* START Extracted text *
Cinergy will not seek recovery through higher rates to utility customers to
compensate it for any losses or inadequate returns it may incur from
investments in the Fund, including the proposed incremental investment.
       As a condition to acquiring the additional partnership interest,
Cinergy must receive Commission authorization by not later than December
15, 1998.  
       B.   Further Information 
       Pursuant to the 1996 Order, and the Fund's Limited Partnership
Agreement dated as of November 22, 1996 ("Partnership Agreement"), Cinergy
committed to contribute up to $10 million to the Fund as a limited partner. 
Six other limited partner investors agreed to contribute a total of $40
million.  In addition, the Partnership Agreement requires the Fund's
general partner to contribute capital equal to 1% of the total amount
contributed by the limited partners./1/ Pursuant to capital calls in 1996,
1997 and April 1998, Cinergy contributed a total of approximately $3
million to the Fund and the other six limited partners a total of $12.5
million.  In addition, another capital call was made in July 1998, of which
Cinergy's share was $500,000.  The Fund's general partner has invested the
proceeds of the capital calls, net of certain fees and expenses (e.g.,
management fee and reimbursement of expenses incurred in organizing the
Fund), in acquisitions of securities of portfolio companies./2/
       In response to the April 1998 capital call, one of the limited
partners defaulted on, and failed to cure, its obligation to contribute a
pro rata amount.  In accordance with applicable provisions of the
Partnership Agreement, and negotiations between the Fund's limited
partners and the defaulting partner, Cinergy and two other
limited partners have committed to purchase the bulk of the defaulted
partner's limited partnership interest, subject to certain conditions.  One
is that Cinergy secure Commission authorization for its purchase not later
than December 15, 1998, shortly after which a closing ("Closing") would
occur at which (i) Cinergy and the other purchasing limited partners would
acquire their respective portions of the defaulted partner's limited
partnership interest and (ii) the defaulting partner would be released from
all of its obligations and liabilities under the Partnership Agreement and
would exit the Fund. 
       The portion of the defaulting partner's limited partnership
interest to be purchased by Cinergy is represented by a capital commitment
of $4,000,000, of which $800,000 was contributed by the defaulting partner
prior to the April 1998 call and $3,200,000 remains to be contributed,
consisting of amounts in arrears and future contributions.  
       With respect to the $800,000 previously contributed, the net
proceeds of which have been invested in portfolio securities, Cinergy will
be required to make a cash payment at Closing to the defaulting partner of
$103,000 (equivalent to a discount of approximately 87%).
       With respect to the remaining capital commitment of $3.2 million, a
portion of that amount - $600,000 - represents the defaulted capital called
in April and the capital called for payment in July.  Accordingly, at
Closing, in addition to the $103,000 cash payment to the defaulted partner,
Cinergy will be required to make a $600,000 cash payment to the Fund to
satisfy these obligations in arrears.
* END Extracted text *
* START Data lines *
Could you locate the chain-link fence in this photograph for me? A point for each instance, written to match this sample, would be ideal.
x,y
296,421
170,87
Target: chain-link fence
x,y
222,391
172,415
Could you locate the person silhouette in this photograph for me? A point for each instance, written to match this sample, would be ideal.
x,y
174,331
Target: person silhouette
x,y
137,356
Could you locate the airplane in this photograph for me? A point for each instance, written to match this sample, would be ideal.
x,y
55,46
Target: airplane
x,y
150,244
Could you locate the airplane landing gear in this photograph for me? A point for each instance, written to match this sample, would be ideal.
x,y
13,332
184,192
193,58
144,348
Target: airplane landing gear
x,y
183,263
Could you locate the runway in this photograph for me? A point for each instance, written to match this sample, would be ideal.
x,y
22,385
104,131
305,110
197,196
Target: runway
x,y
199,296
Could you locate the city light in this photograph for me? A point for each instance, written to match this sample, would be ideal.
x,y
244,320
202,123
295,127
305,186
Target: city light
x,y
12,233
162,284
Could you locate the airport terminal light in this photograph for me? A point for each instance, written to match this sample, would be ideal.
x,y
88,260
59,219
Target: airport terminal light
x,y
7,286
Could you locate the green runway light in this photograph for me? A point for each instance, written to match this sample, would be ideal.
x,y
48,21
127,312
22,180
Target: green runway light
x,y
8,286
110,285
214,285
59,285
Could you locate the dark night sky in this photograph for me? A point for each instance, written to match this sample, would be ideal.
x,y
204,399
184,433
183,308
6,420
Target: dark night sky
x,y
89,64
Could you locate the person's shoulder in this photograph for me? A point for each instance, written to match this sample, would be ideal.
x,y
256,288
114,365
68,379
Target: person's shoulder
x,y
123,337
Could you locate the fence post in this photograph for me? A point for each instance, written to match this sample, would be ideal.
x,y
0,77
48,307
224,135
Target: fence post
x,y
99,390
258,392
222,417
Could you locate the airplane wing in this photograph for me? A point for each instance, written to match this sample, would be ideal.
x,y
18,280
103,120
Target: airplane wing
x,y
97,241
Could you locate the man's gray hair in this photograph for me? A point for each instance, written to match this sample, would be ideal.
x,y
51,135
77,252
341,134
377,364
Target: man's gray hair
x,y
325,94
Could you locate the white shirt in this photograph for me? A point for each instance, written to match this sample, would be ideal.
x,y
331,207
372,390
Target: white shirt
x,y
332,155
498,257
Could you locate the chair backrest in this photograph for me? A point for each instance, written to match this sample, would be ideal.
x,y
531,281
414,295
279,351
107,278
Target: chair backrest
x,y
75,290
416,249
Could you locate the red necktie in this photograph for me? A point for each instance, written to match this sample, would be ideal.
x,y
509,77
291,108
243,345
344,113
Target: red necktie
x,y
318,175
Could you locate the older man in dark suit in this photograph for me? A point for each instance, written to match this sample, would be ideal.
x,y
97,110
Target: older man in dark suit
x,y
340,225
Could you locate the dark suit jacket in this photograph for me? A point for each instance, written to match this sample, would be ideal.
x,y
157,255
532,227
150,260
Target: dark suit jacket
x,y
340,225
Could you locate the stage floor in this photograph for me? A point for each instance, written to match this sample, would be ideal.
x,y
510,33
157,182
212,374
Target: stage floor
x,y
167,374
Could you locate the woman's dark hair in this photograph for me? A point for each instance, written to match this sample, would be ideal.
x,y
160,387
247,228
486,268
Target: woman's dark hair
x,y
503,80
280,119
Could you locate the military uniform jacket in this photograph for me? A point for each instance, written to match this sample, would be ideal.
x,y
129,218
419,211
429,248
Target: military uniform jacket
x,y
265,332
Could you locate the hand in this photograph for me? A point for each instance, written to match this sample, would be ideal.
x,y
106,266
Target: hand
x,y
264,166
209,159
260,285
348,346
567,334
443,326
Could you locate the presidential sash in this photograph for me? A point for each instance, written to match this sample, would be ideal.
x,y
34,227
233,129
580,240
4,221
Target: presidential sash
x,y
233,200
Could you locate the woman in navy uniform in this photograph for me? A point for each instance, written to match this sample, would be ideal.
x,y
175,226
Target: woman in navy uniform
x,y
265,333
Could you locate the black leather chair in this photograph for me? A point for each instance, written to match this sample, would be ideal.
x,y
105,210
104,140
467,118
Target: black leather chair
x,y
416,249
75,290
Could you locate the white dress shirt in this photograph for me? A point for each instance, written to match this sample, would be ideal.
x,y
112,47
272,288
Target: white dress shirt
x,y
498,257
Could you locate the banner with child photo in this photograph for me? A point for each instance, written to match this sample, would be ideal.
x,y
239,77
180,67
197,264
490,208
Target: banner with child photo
* END Data lines *
_Directions_:
**1.** Reproduce the Cinergy fund excerpt, beginning at the words "With respect to the remaining" and stopping after "obligations in arrears.", and change "cash payment" to "cash disbursement".
**2.** Summarize the Cinergy fund excerpt in three sentences.
The records are separate material, apart from the text.

_Expected responses_:
**1.**
With respect to the remaining capital commitment of $3.2 million, a
portion of that amount - $600,000 - represents the defaulted capital called
in April and the capital called for payment in July.  Accordingly, at
Closing, in addition to the $103,000 cash disbursement to the defaulted partner,
Cinergy will be required to make a $600,000 cash disbursement to the Fund to
satisfy these obligations in arrears.

**2.** Cinergy committed up to $10 million to the Fund as a limited partner and has contributed about $3 million through capital calls, with a $500,000 share of a further call in July 1998. After another limited partner defaulted on the April 1998 capital call, Cinergy and two other limited partners committed to buy most of its interest, on conditions that include Commission authorization of Cinergy's purchase by December 15, 1998. Cinergy's portion carries a $4,000,000 capital commitment, and at Closing it must pay $103,000 to the defaulting partner and $600,000 to the Fund to cover obligations in arrears.